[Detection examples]
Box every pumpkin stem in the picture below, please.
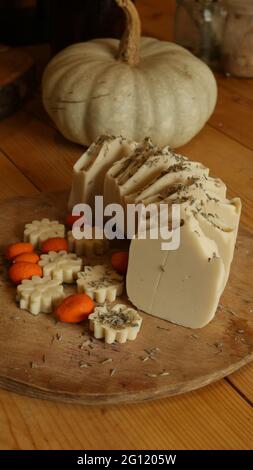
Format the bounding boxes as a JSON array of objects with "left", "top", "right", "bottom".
[{"left": 116, "top": 0, "right": 141, "bottom": 66}]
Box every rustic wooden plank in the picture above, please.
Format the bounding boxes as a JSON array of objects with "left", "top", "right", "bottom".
[
  {"left": 209, "top": 84, "right": 253, "bottom": 149},
  {"left": 0, "top": 111, "right": 83, "bottom": 191},
  {"left": 0, "top": 151, "right": 38, "bottom": 199},
  {"left": 227, "top": 364, "right": 253, "bottom": 404},
  {"left": 0, "top": 381, "right": 253, "bottom": 450}
]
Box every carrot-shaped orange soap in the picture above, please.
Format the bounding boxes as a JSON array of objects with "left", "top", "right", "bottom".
[
  {"left": 9, "top": 262, "right": 42, "bottom": 284},
  {"left": 13, "top": 252, "right": 40, "bottom": 264},
  {"left": 41, "top": 237, "right": 68, "bottom": 253},
  {"left": 55, "top": 294, "right": 94, "bottom": 323}
]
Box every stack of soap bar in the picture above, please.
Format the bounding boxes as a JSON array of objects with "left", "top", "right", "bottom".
[{"left": 68, "top": 136, "right": 137, "bottom": 210}]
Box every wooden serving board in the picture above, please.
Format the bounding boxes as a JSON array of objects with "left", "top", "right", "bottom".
[{"left": 0, "top": 193, "right": 253, "bottom": 404}]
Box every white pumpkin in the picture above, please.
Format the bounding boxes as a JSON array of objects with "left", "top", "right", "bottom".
[{"left": 42, "top": 0, "right": 217, "bottom": 147}]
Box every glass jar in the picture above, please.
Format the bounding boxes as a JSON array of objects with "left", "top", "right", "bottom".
[
  {"left": 222, "top": 0, "right": 253, "bottom": 78},
  {"left": 175, "top": 0, "right": 227, "bottom": 69}
]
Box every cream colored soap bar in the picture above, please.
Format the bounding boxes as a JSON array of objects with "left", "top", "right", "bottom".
[
  {"left": 67, "top": 227, "right": 109, "bottom": 256},
  {"left": 89, "top": 304, "right": 142, "bottom": 344},
  {"left": 77, "top": 264, "right": 124, "bottom": 304},
  {"left": 68, "top": 136, "right": 137, "bottom": 210},
  {"left": 39, "top": 251, "right": 83, "bottom": 284},
  {"left": 24, "top": 219, "right": 65, "bottom": 248},
  {"left": 126, "top": 215, "right": 225, "bottom": 328},
  {"left": 16, "top": 276, "right": 64, "bottom": 315}
]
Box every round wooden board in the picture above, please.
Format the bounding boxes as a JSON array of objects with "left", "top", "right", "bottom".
[{"left": 0, "top": 193, "right": 253, "bottom": 404}]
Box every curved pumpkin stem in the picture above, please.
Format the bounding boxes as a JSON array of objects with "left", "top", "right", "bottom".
[{"left": 116, "top": 0, "right": 141, "bottom": 66}]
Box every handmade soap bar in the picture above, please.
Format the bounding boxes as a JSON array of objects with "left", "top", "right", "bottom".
[
  {"left": 89, "top": 304, "right": 142, "bottom": 344},
  {"left": 77, "top": 264, "right": 124, "bottom": 304},
  {"left": 67, "top": 227, "right": 109, "bottom": 256},
  {"left": 16, "top": 276, "right": 64, "bottom": 315},
  {"left": 68, "top": 136, "right": 137, "bottom": 210},
  {"left": 24, "top": 219, "right": 65, "bottom": 248},
  {"left": 127, "top": 211, "right": 225, "bottom": 328},
  {"left": 39, "top": 251, "right": 83, "bottom": 284}
]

> **Task details**
Repeat each record exactly, with the pictures left out.

> **Result**
Box every pumpkin stem in the picture below, please.
Format the bounding boxes as a JSON array of objects with "left", "top", "right", "bottom".
[{"left": 116, "top": 0, "right": 141, "bottom": 66}]
Box every rustic wooden plank in the picture above, please.
Format the bounding boxes as a JSON array of objects with "left", "top", "right", "bottom".
[
  {"left": 209, "top": 84, "right": 253, "bottom": 149},
  {"left": 0, "top": 111, "right": 83, "bottom": 191},
  {"left": 0, "top": 151, "right": 38, "bottom": 199},
  {"left": 227, "top": 364, "right": 253, "bottom": 404},
  {"left": 0, "top": 381, "right": 253, "bottom": 450}
]
Box every carrot-shaped orange soap in the picture above, please.
Format the bounding boxes as a JSON array of objects with "left", "top", "right", "bottom".
[
  {"left": 9, "top": 262, "right": 42, "bottom": 284},
  {"left": 13, "top": 252, "right": 40, "bottom": 264},
  {"left": 41, "top": 237, "right": 68, "bottom": 253},
  {"left": 55, "top": 294, "right": 94, "bottom": 323}
]
Box every stack of soap bar in the picture above, please.
Format the bounding boxes as a JSON array of objects with "left", "top", "right", "bottom".
[{"left": 68, "top": 136, "right": 137, "bottom": 210}]
Box every wooden serving board in the picture above, please.
Format the bounding boxes as a JSON array of objects with "left", "top", "right", "bottom".
[{"left": 0, "top": 193, "right": 253, "bottom": 404}]
Box every white pumpkin in the picture above, please.
Format the bounding boxes as a JSON array of objects with "left", "top", "right", "bottom".
[{"left": 42, "top": 0, "right": 217, "bottom": 147}]
Box every glass jar in the picture above, please.
Format the bounding boxes as a JSON array of objects with "left", "top", "right", "bottom".
[
  {"left": 222, "top": 0, "right": 253, "bottom": 78},
  {"left": 175, "top": 0, "right": 227, "bottom": 69}
]
Box every cream colored soap bar in the picture above, please.
Format the bounding boxes as a JSON array of objects with "left", "top", "right", "bottom".
[
  {"left": 67, "top": 227, "right": 109, "bottom": 256},
  {"left": 89, "top": 304, "right": 142, "bottom": 344},
  {"left": 77, "top": 264, "right": 124, "bottom": 304},
  {"left": 68, "top": 136, "right": 137, "bottom": 210},
  {"left": 39, "top": 251, "right": 83, "bottom": 284},
  {"left": 24, "top": 219, "right": 65, "bottom": 248},
  {"left": 126, "top": 215, "right": 225, "bottom": 328},
  {"left": 16, "top": 276, "right": 64, "bottom": 315}
]
Box every round wooden board in the picture above, please.
Format the bounding boxes as a JSON array of objects with "left", "top", "right", "bottom".
[{"left": 0, "top": 193, "right": 253, "bottom": 404}]
Box every curved pumpkin stem in the picture above, please.
Format the bounding boxes as a JSON array of objects with "left", "top", "right", "bottom".
[{"left": 116, "top": 0, "right": 141, "bottom": 66}]
Box every handmade soap bar in the picture above, please.
Format the bounding boxes as a JSON array of objects with "left", "top", "right", "bottom".
[
  {"left": 89, "top": 304, "right": 142, "bottom": 344},
  {"left": 77, "top": 264, "right": 124, "bottom": 304},
  {"left": 67, "top": 227, "right": 109, "bottom": 256},
  {"left": 16, "top": 276, "right": 64, "bottom": 315},
  {"left": 68, "top": 136, "right": 137, "bottom": 210},
  {"left": 24, "top": 219, "right": 65, "bottom": 248},
  {"left": 127, "top": 211, "right": 225, "bottom": 328},
  {"left": 39, "top": 251, "right": 83, "bottom": 284}
]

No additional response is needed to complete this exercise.